Begin Extracted information

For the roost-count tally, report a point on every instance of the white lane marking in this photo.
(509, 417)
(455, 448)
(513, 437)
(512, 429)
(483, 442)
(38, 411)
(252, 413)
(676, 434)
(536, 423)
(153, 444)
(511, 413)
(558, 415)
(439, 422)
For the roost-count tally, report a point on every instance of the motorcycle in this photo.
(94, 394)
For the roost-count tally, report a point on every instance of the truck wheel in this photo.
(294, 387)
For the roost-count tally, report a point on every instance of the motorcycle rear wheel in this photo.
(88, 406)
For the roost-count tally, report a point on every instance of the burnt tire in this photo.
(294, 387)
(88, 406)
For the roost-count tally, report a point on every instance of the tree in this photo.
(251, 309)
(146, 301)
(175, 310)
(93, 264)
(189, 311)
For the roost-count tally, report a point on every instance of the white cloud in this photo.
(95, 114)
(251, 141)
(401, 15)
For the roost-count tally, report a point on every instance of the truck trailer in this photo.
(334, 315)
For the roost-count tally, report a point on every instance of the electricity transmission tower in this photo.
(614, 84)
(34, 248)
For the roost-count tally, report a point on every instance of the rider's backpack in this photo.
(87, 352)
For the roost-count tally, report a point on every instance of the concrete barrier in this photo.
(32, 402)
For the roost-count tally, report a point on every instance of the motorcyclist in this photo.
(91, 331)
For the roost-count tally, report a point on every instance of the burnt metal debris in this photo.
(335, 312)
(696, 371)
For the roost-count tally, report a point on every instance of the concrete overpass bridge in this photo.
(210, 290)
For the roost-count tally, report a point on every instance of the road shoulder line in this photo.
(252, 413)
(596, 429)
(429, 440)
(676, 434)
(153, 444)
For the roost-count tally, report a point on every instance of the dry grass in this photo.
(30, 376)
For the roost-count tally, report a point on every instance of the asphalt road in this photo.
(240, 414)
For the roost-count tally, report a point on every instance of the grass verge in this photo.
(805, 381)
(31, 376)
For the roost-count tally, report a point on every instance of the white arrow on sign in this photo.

End Extracted information

→ **Stated problem**
Write out all of the data above again, substituting "give" for every "report" and leaving everything else unchanged.

→ **Worked answer**
For the roost-count tally, give a point on every instance of the white lane marking in this photo.
(509, 417)
(455, 448)
(513, 437)
(512, 429)
(483, 442)
(38, 411)
(252, 413)
(676, 434)
(536, 423)
(153, 444)
(511, 413)
(558, 415)
(439, 422)
For the roost-count tally, give a point on every instance of the motorcycle in this photo.
(94, 394)
For the roost-count tally, give a point on every instance of the truck wheel in this photo.
(294, 387)
For the roost-count tally, give a point on every instance of the motorcycle rear wheel in this photo.
(88, 406)
For the roost-count tally, give a point on every instance of the burnt tire in this photo.
(294, 387)
(88, 406)
For the roost-count tally, give a point on every instance of the tree in this photo.
(251, 309)
(146, 301)
(175, 310)
(93, 264)
(189, 311)
For the roost-count tally, give a point on every instance of the white cloud in this photo.
(95, 114)
(251, 141)
(401, 15)
For the roost-count tally, give a point on every instance of the truck trailer in this photo.
(334, 315)
For the roost-count tally, give a point on every instance of the electricity transmission tower in this photo.
(614, 84)
(34, 248)
For the roost-count tally, give a point on every instance of the rider's backpack in this photo.
(87, 352)
For the roost-count tally, give a point on every instance of the concrete barrier in this photo.
(32, 402)
For the roost-count tally, give a point on every instance of the motorcyclist in this photo.
(91, 331)
For the roost-count tally, give a point on every instance of the burnt metal debris in this photo.
(335, 312)
(696, 371)
For the roost-count tally, give a point on every instance of the concrete overpass bridge in this photo.
(210, 290)
For the roost-count tally, give a point on every instance of the road shoulder line in this photo.
(252, 413)
(596, 429)
(429, 440)
(676, 434)
(153, 444)
For the roost-count tally, give a point on every instance of the dry grass in this photo.
(30, 376)
For the roost-count tally, give a point on every instance of the asphalt road in this photo.
(240, 414)
For the roost-count tally, give a point on every instance of the grass verge in this photo.
(805, 381)
(31, 376)
For the roost-count tally, give a point on every instance of the white arrow on sign in this photo.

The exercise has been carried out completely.